===== EXERCISE INPUT =====
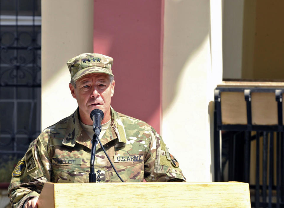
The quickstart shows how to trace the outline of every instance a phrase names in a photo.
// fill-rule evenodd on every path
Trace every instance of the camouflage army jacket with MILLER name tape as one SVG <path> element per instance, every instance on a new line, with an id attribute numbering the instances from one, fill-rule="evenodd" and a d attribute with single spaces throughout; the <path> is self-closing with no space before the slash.
<path id="1" fill-rule="evenodd" d="M 71 116 L 45 129 L 29 146 L 12 173 L 8 195 L 13 207 L 39 196 L 46 182 L 88 182 L 91 138 Z M 147 123 L 115 112 L 101 143 L 125 182 L 184 181 L 178 162 Z M 100 144 L 96 147 L 97 182 L 120 182 Z"/>

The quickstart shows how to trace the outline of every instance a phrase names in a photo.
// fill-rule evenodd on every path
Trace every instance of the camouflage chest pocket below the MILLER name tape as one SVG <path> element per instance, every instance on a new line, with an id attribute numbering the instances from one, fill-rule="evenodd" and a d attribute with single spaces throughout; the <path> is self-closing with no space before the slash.
<path id="1" fill-rule="evenodd" d="M 80 170 L 80 165 L 53 166 L 51 181 L 54 183 L 85 183 L 88 182 L 87 174 Z"/>

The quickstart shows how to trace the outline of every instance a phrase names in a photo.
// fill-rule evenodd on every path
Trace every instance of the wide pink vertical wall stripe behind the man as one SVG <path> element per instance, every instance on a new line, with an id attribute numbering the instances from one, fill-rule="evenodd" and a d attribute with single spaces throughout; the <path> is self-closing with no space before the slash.
<path id="1" fill-rule="evenodd" d="M 94 53 L 114 58 L 112 107 L 160 132 L 164 0 L 94 0 Z M 82 31 L 84 32 L 84 31 Z"/>

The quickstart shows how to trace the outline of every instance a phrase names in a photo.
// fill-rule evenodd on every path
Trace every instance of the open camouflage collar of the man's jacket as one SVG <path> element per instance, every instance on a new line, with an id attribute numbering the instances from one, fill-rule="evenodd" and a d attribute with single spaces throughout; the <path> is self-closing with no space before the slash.
<path id="1" fill-rule="evenodd" d="M 118 139 L 118 143 L 126 143 L 125 129 L 120 120 L 117 112 L 111 108 L 111 123 L 106 130 L 104 136 L 101 138 L 102 145 L 111 142 L 114 139 Z M 92 139 L 92 138 L 91 138 Z M 89 149 L 92 148 L 91 139 L 88 134 L 82 129 L 79 122 L 79 108 L 69 117 L 67 120 L 67 129 L 62 144 L 69 147 L 74 147 L 76 142 L 82 144 Z M 99 148 L 101 147 L 98 144 Z"/>

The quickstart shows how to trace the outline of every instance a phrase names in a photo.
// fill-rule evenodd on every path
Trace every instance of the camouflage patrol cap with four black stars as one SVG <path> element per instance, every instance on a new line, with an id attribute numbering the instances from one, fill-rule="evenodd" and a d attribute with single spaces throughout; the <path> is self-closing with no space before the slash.
<path id="1" fill-rule="evenodd" d="M 82 53 L 67 61 L 71 79 L 75 81 L 91 73 L 112 74 L 113 58 L 99 53 Z"/>

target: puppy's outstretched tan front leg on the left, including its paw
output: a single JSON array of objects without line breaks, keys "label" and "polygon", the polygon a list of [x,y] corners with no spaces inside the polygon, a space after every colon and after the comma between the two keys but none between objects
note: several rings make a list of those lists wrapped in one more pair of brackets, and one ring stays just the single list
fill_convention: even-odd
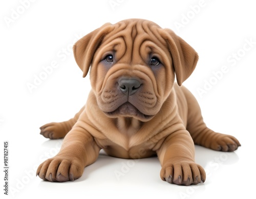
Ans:
[{"label": "puppy's outstretched tan front leg on the left, including its paw", "polygon": [[84,167],[96,161],[99,150],[89,132],[74,127],[64,138],[59,153],[41,163],[36,174],[51,182],[74,181],[80,178]]}]

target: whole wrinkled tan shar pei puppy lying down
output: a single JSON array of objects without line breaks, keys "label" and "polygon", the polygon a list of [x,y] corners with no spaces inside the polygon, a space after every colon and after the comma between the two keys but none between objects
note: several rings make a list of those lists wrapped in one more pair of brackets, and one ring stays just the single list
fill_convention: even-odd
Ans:
[{"label": "whole wrinkled tan shar pei puppy lying down", "polygon": [[40,127],[46,138],[64,138],[58,154],[39,165],[41,179],[74,181],[103,149],[124,159],[157,156],[163,181],[198,184],[206,174],[195,163],[194,144],[220,151],[240,146],[205,125],[197,100],[182,86],[198,55],[172,30],[122,20],[82,37],[73,51],[83,77],[90,69],[92,90],[74,118]]}]

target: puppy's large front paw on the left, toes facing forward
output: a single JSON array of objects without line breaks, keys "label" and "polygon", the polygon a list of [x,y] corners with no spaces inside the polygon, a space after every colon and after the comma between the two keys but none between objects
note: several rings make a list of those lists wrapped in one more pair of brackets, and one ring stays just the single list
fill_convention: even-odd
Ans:
[{"label": "puppy's large front paw on the left, toes facing forward", "polygon": [[37,168],[36,175],[50,182],[74,181],[82,176],[84,167],[72,158],[54,157]]}]

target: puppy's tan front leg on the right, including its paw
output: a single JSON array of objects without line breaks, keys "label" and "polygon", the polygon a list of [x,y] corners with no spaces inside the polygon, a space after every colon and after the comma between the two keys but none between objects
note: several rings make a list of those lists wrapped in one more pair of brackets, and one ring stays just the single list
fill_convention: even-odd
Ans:
[{"label": "puppy's tan front leg on the right, including its paw", "polygon": [[170,134],[157,150],[162,165],[161,179],[177,185],[190,185],[204,182],[204,169],[195,163],[195,146],[185,129]]}]

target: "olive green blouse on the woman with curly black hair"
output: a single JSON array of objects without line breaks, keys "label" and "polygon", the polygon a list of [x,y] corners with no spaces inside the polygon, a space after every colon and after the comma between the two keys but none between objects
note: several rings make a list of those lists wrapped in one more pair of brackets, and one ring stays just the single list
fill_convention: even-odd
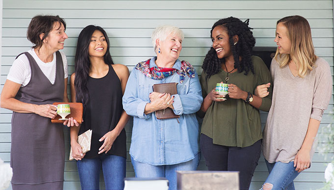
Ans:
[{"label": "olive green blouse on the woman with curly black hair", "polygon": [[[255,93],[256,86],[271,83],[270,94],[262,99],[260,110],[268,112],[271,106],[272,82],[270,72],[260,57],[251,57],[254,72],[245,71],[229,73],[228,84],[234,84],[240,89]],[[227,72],[223,69],[212,75],[208,81],[203,71],[200,79],[203,98],[215,88],[216,83],[224,82]],[[212,102],[207,112],[198,112],[204,117],[201,133],[213,139],[213,144],[232,147],[247,147],[262,139],[260,112],[242,99],[232,99],[227,96],[223,102]]]}]

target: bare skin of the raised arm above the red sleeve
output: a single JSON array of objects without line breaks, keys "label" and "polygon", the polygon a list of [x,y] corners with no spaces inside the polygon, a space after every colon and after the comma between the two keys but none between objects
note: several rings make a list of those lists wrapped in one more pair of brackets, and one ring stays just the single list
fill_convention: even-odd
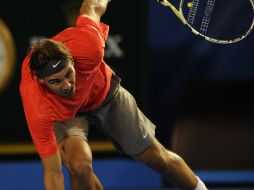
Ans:
[{"label": "bare skin of the raised arm above the red sleeve", "polygon": [[84,0],[80,8],[80,15],[100,21],[101,16],[107,9],[109,0]]}]

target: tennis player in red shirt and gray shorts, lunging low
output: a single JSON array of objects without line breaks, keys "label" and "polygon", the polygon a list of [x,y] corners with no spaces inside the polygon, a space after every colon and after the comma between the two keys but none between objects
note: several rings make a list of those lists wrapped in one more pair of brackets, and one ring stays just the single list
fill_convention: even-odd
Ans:
[{"label": "tennis player in red shirt and gray shorts, lunging low", "polygon": [[103,61],[109,27],[100,22],[108,0],[85,0],[75,27],[35,43],[22,65],[20,93],[40,155],[46,190],[63,190],[62,163],[73,190],[100,190],[87,142],[97,125],[120,153],[158,171],[181,189],[204,190],[184,160],[155,138],[120,78]]}]

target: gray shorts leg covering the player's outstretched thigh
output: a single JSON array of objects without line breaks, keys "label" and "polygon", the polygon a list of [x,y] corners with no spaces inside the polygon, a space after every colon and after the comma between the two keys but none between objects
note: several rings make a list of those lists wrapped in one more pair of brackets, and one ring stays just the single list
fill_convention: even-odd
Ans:
[{"label": "gray shorts leg covering the player's outstretched thigh", "polygon": [[134,97],[121,86],[111,102],[95,115],[99,127],[121,153],[135,156],[153,141],[155,125],[140,111]]}]

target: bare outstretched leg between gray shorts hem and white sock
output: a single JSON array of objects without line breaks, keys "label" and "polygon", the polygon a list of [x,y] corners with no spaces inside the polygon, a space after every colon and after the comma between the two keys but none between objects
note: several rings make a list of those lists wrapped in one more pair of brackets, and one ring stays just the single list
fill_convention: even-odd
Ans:
[{"label": "bare outstretched leg between gray shorts hem and white sock", "polygon": [[135,159],[158,171],[165,179],[181,189],[193,190],[197,186],[198,179],[184,160],[164,148],[156,139]]}]

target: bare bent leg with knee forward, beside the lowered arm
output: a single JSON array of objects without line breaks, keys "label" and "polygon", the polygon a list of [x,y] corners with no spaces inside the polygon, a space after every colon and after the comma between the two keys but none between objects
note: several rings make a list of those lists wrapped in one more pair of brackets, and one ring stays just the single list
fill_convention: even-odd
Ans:
[{"label": "bare bent leg with knee forward, beside the lowered arm", "polygon": [[61,158],[70,173],[72,190],[103,189],[93,172],[91,149],[83,138],[66,138],[60,144],[60,150]]}]

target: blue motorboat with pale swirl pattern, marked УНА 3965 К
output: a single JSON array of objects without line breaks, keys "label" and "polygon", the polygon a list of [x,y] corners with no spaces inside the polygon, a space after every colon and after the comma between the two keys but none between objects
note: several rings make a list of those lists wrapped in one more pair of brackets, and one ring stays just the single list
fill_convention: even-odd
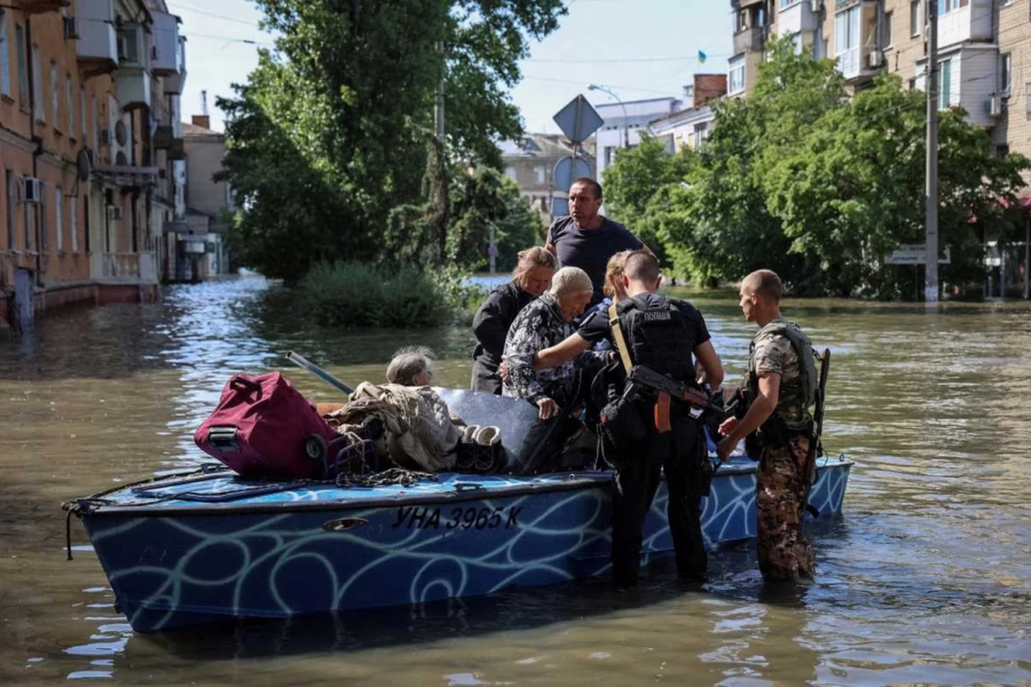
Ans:
[{"label": "blue motorboat with pale swirl pattern, marked \u0423\u041d\u0410 3965 \u041a", "polygon": [[[439,389],[470,422],[534,435],[522,401]],[[523,431],[520,433],[520,431]],[[517,443],[517,442],[509,442]],[[755,461],[720,467],[703,500],[707,544],[755,537]],[[822,457],[809,502],[840,513],[852,462]],[[374,487],[172,475],[79,499],[81,516],[133,629],[229,617],[420,604],[545,585],[609,570],[610,471],[528,477],[441,474]],[[665,485],[641,564],[672,555]]]}]

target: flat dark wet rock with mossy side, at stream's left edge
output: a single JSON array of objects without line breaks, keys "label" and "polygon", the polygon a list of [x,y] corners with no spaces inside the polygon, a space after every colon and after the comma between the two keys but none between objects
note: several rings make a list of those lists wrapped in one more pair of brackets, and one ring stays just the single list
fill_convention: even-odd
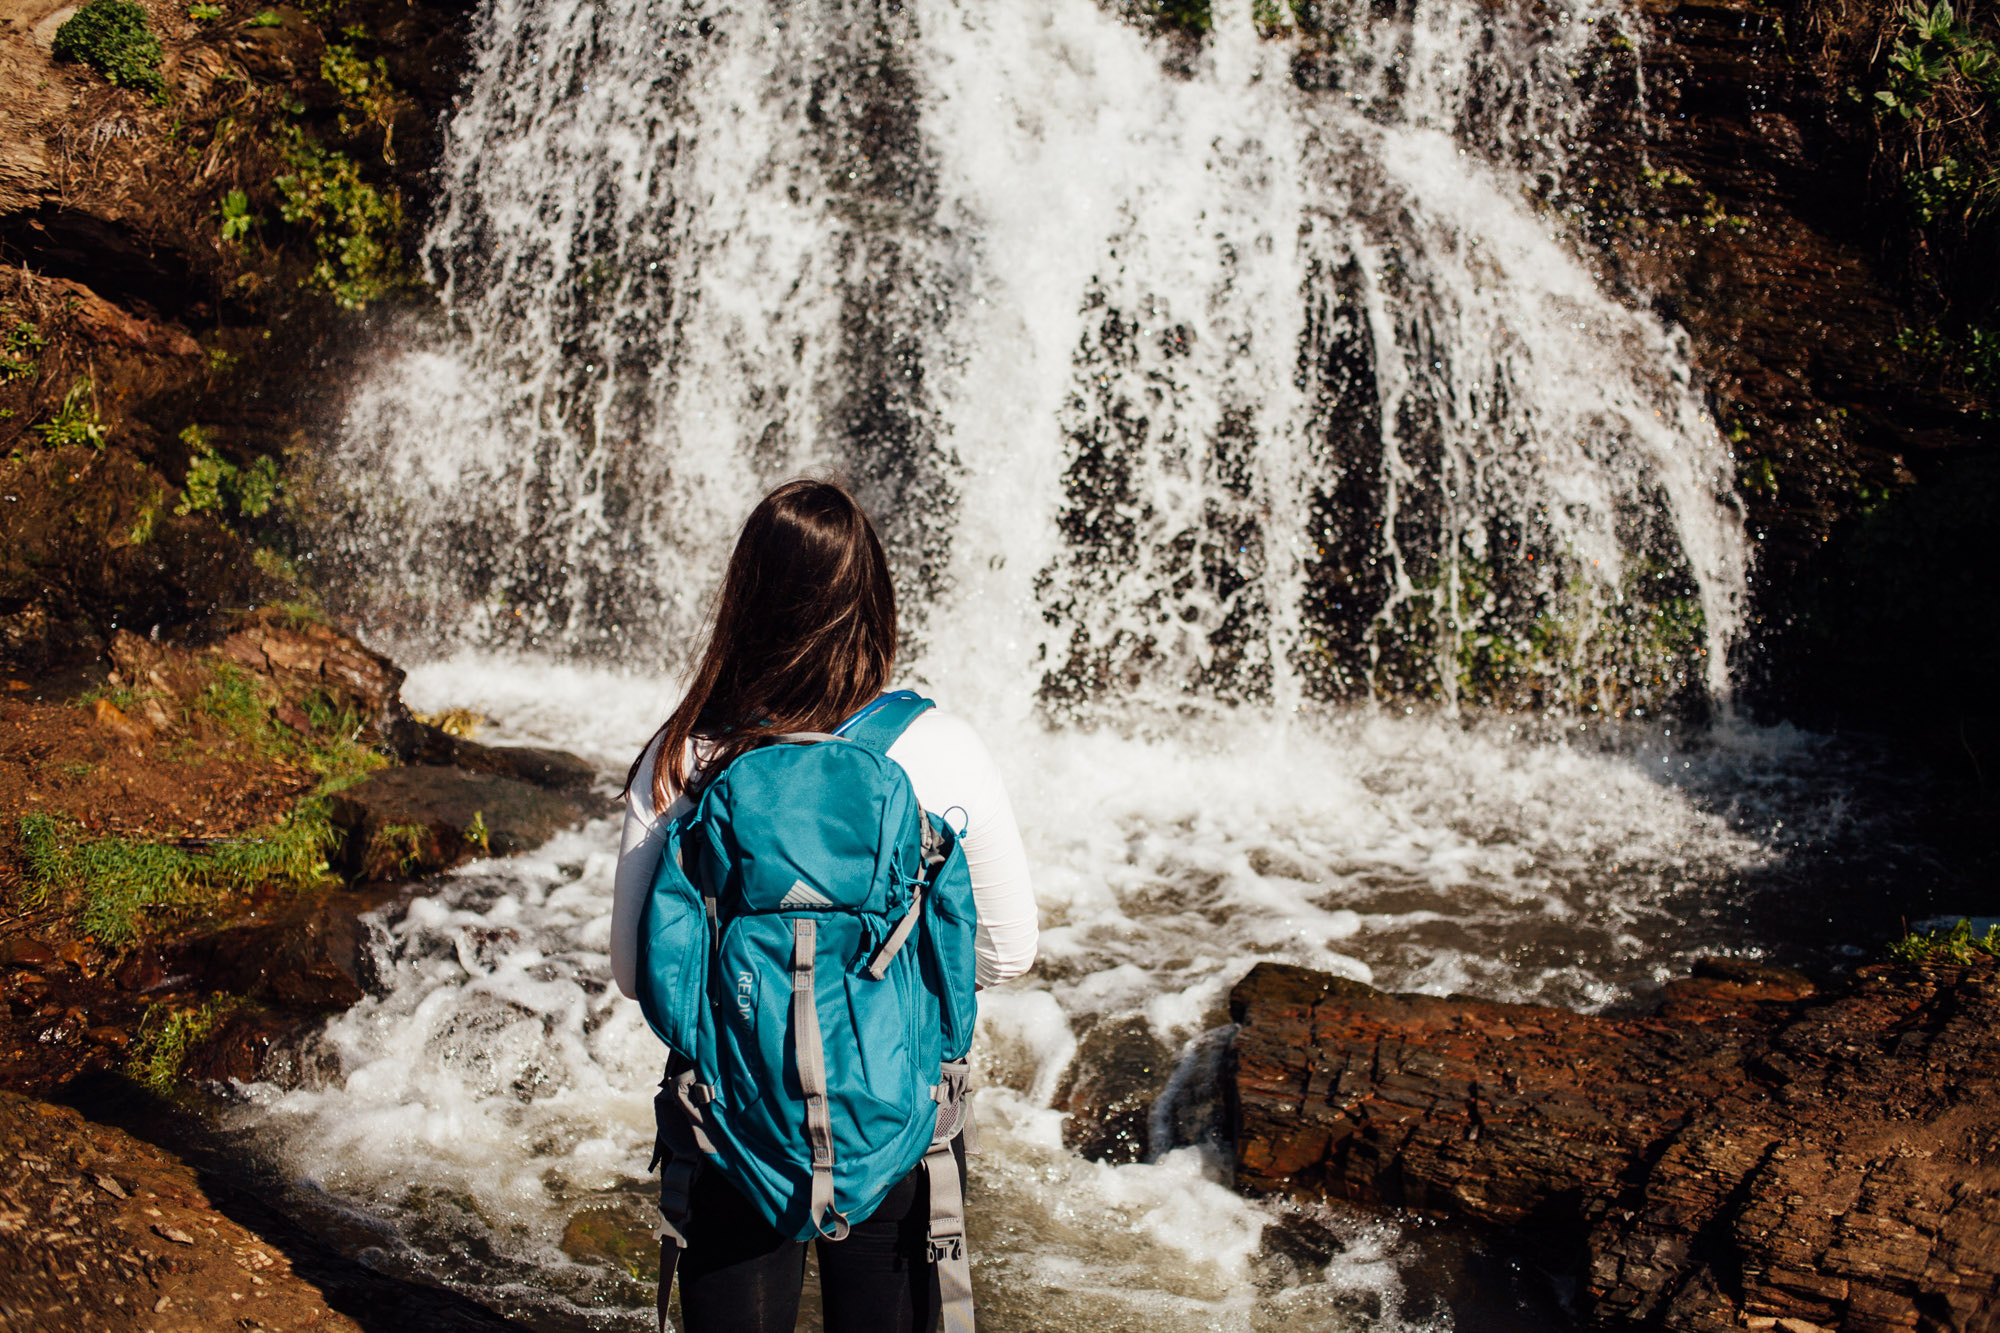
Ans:
[{"label": "flat dark wet rock with mossy side, at stream's left edge", "polygon": [[460,769],[390,769],[334,797],[342,867],[356,881],[434,875],[472,857],[540,847],[588,815],[582,801]]}]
=====
**EXERCISE INSTRUCTIONS:**
The answer should be all lines from the entries above that hold the word "target".

**TASK RESULT:**
target: puppy's outstretched tan front leg on the left, including its paw
target: whole wrinkled tan shar pei puppy lying down
target: puppy's large front paw on the left, toes facing forward
target: puppy's tan front leg on the right, including its paw
target: "olive green blouse on the woman with curly black hair"
target: bare skin of the raised arm above the red sleeve
target: tennis player in red shirt and gray shorts, lunging low
target: gray shorts leg covering the player's outstretched thigh
target: bare outstretched leg between gray shorts hem and white sock
target: bare bent leg with knee forward, beside the lowered arm
target: blue motorboat with pale swirl pattern, marked УНА 3965 К
target: flat dark wet rock with mossy side, at stream's left edge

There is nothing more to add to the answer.